▶ _WHAT THE TASK ASKS_: Could you copy out every line of the data where the word "person" occurs?

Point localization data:
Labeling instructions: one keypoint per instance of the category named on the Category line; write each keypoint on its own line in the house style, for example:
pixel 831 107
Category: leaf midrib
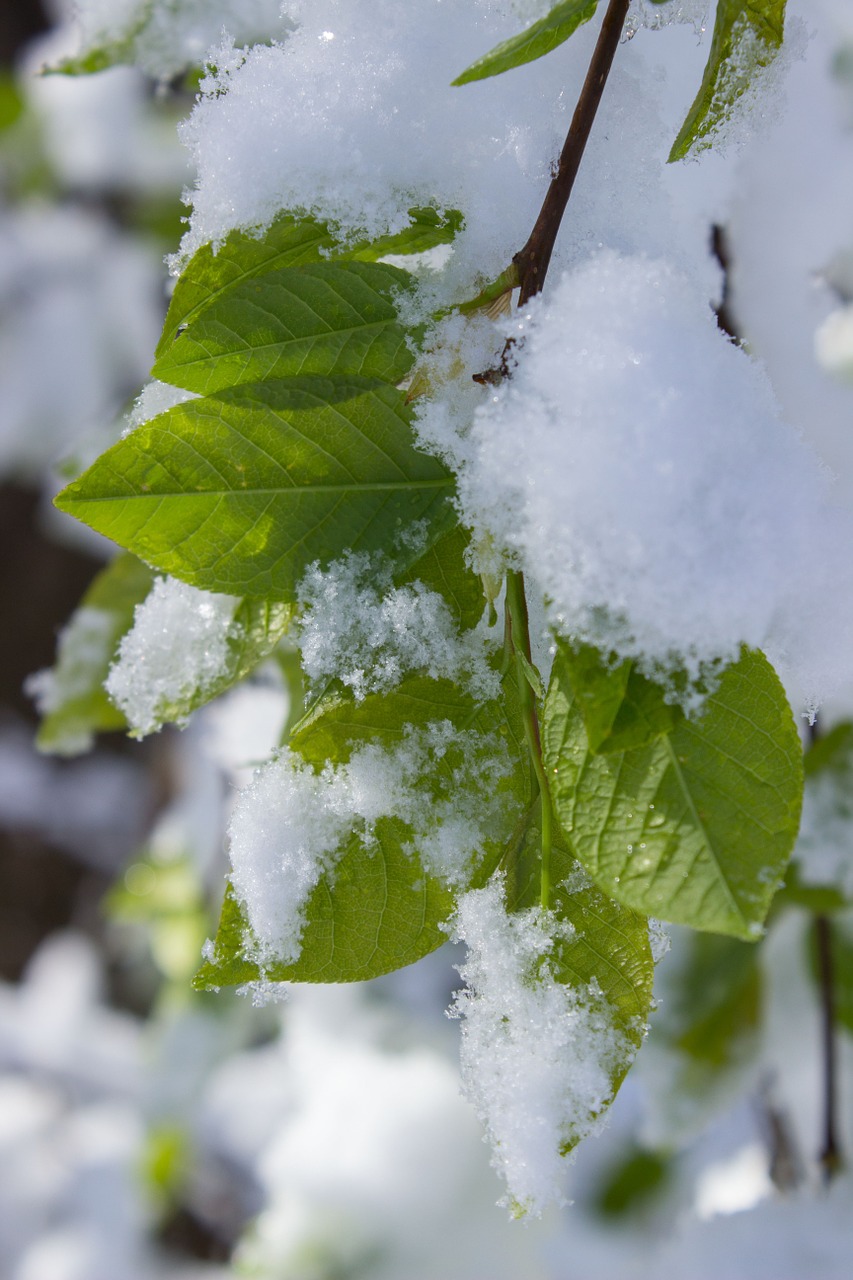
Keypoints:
pixel 708 842
pixel 296 490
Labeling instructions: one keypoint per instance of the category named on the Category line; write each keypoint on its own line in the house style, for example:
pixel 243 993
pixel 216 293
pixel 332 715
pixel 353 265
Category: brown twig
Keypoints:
pixel 533 260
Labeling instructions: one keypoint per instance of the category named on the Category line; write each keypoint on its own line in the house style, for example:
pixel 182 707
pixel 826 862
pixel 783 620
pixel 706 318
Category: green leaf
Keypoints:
pixel 291 241
pixel 747 36
pixel 259 625
pixel 325 318
pixel 336 725
pixel 443 568
pixel 242 490
pixel 698 824
pixel 378 913
pixel 707 1028
pixel 716 1008
pixel 610 946
pixel 621 708
pixel 536 41
pixel 634 1184
pixel 72 695
pixel 428 228
pixel 379 909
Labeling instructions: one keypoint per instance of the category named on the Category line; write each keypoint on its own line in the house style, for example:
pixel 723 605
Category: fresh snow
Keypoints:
pixel 177 648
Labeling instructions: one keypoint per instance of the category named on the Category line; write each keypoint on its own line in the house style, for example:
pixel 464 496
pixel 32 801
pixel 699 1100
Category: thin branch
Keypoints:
pixel 830 1155
pixel 534 257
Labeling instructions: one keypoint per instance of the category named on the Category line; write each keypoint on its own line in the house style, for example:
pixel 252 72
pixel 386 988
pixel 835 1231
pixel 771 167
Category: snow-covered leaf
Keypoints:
pixel 389 885
pixel 620 707
pixel 536 41
pixel 609 945
pixel 443 568
pixel 71 696
pixel 291 241
pixel 747 36
pixel 242 490
pixel 696 826
pixel 325 318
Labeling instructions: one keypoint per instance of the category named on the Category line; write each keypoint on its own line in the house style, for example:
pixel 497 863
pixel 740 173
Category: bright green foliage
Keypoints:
pixel 696 826
pixel 536 41
pixel 443 568
pixel 165 899
pixel 378 913
pixel 620 707
pixel 379 909
pixel 610 946
pixel 716 1005
pixel 325 318
pixel 747 36
pixel 242 490
pixel 77 705
pixel 291 241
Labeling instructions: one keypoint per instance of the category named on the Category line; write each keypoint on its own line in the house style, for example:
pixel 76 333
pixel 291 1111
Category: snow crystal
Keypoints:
pixel 361 127
pixel 637 469
pixel 153 400
pixel 834 343
pixel 288 826
pixel 537 1055
pixel 361 629
pixel 646 13
pixel 177 647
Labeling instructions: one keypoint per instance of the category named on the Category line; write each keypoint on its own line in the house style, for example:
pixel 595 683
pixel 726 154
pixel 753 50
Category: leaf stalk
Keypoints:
pixel 519 631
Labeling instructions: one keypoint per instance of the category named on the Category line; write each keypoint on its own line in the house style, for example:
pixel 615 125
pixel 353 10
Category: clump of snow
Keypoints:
pixel 177 648
pixel 167 36
pixel 635 466
pixel 153 400
pixel 332 122
pixel 288 827
pixel 361 629
pixel 834 343
pixel 658 940
pixel 646 13
pixel 538 1056
pixel 83 645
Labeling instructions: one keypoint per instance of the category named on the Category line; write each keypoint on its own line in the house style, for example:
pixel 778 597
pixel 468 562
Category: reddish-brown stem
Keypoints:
pixel 533 260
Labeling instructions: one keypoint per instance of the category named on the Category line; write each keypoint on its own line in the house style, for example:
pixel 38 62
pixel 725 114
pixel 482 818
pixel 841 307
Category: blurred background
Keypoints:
pixel 147 1132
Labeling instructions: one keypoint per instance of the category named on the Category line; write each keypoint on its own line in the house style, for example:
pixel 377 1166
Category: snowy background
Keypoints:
pixel 147 1132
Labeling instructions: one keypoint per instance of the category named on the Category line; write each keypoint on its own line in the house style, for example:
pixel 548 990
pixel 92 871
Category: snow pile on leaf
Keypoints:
pixel 290 826
pixel 177 648
pixel 638 470
pixel 537 1055
pixel 360 629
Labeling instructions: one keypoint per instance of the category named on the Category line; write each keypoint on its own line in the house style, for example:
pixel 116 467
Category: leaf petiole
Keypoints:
pixel 519 635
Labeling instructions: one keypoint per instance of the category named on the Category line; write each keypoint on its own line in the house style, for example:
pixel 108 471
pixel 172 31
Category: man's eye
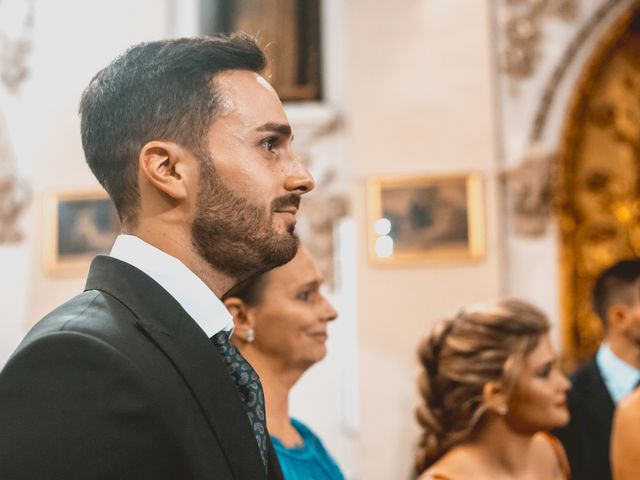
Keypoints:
pixel 304 296
pixel 269 143
pixel 544 372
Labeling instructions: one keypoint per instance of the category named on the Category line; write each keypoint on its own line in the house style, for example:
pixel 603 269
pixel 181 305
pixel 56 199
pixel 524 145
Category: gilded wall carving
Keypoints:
pixel 599 195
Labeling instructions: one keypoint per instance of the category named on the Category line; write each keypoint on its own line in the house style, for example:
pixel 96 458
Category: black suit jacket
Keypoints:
pixel 120 383
pixel 587 437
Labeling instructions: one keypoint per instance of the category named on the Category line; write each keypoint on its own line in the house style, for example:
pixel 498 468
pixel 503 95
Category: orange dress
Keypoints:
pixel 557 448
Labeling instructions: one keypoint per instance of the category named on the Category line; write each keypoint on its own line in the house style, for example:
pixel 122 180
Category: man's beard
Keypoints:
pixel 236 236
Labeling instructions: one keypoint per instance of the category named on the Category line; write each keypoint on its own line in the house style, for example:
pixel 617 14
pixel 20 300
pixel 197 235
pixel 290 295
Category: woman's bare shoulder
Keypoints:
pixel 629 407
pixel 549 455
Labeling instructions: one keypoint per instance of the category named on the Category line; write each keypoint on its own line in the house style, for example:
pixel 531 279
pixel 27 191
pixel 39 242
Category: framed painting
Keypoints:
pixel 420 219
pixel 80 225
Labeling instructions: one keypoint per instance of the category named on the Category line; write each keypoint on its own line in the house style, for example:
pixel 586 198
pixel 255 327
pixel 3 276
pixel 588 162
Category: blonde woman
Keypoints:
pixel 491 388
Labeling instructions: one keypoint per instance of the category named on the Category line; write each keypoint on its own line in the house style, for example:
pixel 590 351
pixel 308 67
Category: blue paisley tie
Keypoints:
pixel 248 386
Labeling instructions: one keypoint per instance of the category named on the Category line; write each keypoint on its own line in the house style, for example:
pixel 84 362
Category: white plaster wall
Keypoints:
pixel 419 102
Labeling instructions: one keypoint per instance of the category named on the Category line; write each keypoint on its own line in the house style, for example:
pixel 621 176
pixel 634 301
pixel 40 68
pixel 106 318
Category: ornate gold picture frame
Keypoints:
pixel 80 225
pixel 426 219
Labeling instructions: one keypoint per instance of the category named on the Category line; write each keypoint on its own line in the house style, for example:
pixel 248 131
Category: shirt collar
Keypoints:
pixel 619 377
pixel 186 287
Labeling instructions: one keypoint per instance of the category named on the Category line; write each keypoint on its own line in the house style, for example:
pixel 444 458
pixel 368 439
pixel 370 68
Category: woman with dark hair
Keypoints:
pixel 281 320
pixel 491 389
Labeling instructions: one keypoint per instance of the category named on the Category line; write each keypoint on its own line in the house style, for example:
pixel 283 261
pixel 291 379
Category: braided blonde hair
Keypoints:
pixel 484 343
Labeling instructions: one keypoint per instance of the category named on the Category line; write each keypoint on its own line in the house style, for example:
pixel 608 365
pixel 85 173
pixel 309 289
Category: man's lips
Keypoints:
pixel 291 210
pixel 320 335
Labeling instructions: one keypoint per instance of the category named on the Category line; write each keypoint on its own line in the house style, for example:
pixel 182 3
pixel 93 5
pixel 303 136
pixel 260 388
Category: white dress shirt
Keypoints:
pixel 191 293
pixel 619 377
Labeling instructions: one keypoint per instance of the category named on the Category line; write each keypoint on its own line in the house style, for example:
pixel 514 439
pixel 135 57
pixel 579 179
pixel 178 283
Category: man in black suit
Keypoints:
pixel 603 381
pixel 135 377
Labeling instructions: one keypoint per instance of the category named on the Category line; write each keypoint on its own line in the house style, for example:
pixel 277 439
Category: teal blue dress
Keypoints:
pixel 310 461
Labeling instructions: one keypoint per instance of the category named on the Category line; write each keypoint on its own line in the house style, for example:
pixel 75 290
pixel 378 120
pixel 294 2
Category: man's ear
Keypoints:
pixel 495 398
pixel 243 319
pixel 617 316
pixel 167 167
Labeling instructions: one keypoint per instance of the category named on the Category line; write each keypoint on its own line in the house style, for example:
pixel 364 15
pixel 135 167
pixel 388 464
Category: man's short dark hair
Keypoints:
pixel 618 284
pixel 159 90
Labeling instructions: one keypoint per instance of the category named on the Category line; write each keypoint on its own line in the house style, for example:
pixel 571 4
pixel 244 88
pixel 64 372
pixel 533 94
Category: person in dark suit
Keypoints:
pixel 606 379
pixel 135 377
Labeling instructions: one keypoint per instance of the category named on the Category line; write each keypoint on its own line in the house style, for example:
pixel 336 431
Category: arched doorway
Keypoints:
pixel 599 179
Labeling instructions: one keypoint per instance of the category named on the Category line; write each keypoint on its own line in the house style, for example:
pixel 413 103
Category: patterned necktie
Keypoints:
pixel 248 386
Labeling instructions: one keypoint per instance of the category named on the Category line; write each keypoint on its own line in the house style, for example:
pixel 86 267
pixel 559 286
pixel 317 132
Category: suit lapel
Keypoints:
pixel 598 397
pixel 172 330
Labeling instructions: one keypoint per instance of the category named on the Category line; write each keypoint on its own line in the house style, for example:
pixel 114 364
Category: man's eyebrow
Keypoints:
pixel 281 128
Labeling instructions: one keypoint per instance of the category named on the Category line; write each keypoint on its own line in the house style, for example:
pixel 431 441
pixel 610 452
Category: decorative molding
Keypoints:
pixel 530 183
pixel 524 31
pixel 530 189
pixel 14 193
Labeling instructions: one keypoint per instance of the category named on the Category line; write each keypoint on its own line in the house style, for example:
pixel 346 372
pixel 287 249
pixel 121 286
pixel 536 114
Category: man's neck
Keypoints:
pixel 625 350
pixel 179 245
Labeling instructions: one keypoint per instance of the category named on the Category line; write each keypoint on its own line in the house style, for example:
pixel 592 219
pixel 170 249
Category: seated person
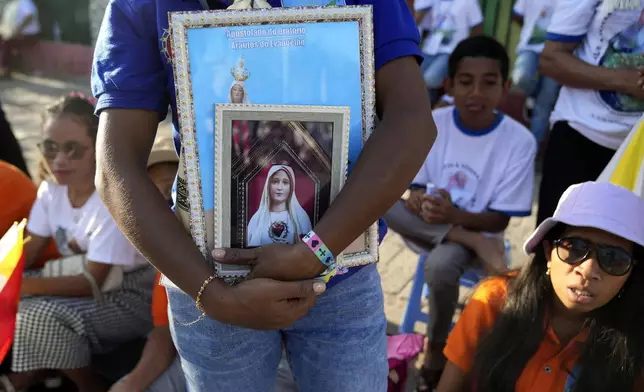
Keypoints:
pixel 482 167
pixel 446 23
pixel 62 321
pixel 19 29
pixel 570 319
pixel 17 195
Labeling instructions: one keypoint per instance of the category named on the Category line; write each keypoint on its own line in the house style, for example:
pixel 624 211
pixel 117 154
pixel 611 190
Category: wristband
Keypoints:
pixel 319 249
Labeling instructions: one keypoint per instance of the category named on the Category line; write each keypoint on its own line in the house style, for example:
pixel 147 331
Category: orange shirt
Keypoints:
pixel 552 368
pixel 17 196
pixel 159 304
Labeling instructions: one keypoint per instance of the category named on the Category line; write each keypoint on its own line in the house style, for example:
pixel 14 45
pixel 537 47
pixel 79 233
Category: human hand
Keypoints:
pixel 275 261
pixel 125 385
pixel 438 208
pixel 633 80
pixel 263 304
pixel 415 200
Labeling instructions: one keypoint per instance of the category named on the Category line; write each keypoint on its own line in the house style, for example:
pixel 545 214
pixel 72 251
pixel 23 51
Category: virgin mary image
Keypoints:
pixel 280 218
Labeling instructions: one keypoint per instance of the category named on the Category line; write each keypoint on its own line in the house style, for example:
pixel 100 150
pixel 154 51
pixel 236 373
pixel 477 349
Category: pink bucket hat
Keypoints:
pixel 600 205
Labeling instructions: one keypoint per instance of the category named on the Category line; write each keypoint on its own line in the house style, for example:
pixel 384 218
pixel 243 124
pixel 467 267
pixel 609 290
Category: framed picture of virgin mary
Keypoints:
pixel 278 186
pixel 305 73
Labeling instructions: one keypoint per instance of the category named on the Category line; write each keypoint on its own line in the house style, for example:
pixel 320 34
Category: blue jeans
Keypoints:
pixel 543 89
pixel 341 345
pixel 435 69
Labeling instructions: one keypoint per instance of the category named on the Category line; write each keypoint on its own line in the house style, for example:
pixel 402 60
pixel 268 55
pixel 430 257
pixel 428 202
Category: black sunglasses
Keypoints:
pixel 613 260
pixel 72 149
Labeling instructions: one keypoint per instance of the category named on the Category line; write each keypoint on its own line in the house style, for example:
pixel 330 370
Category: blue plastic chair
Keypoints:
pixel 420 290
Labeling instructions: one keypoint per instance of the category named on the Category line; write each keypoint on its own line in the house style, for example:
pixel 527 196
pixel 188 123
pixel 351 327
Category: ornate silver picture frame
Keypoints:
pixel 301 64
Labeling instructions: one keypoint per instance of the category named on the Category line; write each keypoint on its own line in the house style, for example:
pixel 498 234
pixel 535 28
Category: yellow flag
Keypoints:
pixel 11 246
pixel 627 166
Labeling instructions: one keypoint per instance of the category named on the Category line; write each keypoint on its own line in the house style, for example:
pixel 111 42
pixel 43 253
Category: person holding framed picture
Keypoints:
pixel 334 333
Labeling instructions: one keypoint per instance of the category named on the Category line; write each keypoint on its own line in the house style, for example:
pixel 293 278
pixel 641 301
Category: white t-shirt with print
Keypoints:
pixel 489 170
pixel 452 21
pixel 280 229
pixel 424 5
pixel 90 226
pixel 612 39
pixel 536 16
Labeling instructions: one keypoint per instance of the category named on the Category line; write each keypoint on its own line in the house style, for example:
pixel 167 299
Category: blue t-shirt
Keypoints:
pixel 131 68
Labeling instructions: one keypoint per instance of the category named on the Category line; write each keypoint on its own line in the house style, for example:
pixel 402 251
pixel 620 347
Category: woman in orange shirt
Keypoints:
pixel 571 320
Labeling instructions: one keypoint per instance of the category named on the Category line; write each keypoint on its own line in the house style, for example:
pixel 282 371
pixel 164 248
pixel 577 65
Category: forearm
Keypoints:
pixel 491 222
pixel 466 238
pixel 158 354
pixel 63 286
pixel 570 71
pixel 140 210
pixel 387 165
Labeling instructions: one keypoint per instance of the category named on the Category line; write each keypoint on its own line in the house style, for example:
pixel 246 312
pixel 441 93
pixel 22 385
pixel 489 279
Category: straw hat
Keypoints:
pixel 163 151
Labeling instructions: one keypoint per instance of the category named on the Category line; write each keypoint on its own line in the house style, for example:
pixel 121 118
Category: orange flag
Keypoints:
pixel 12 263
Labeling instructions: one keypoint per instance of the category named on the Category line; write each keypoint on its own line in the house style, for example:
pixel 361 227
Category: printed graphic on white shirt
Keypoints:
pixel 89 229
pixel 625 50
pixel 487 170
pixel 540 29
pixel 461 183
pixel 608 37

▶ _YOUR SOLUTION_:
Category: person in dark suit
Category: seated person
Category: person holding framed picture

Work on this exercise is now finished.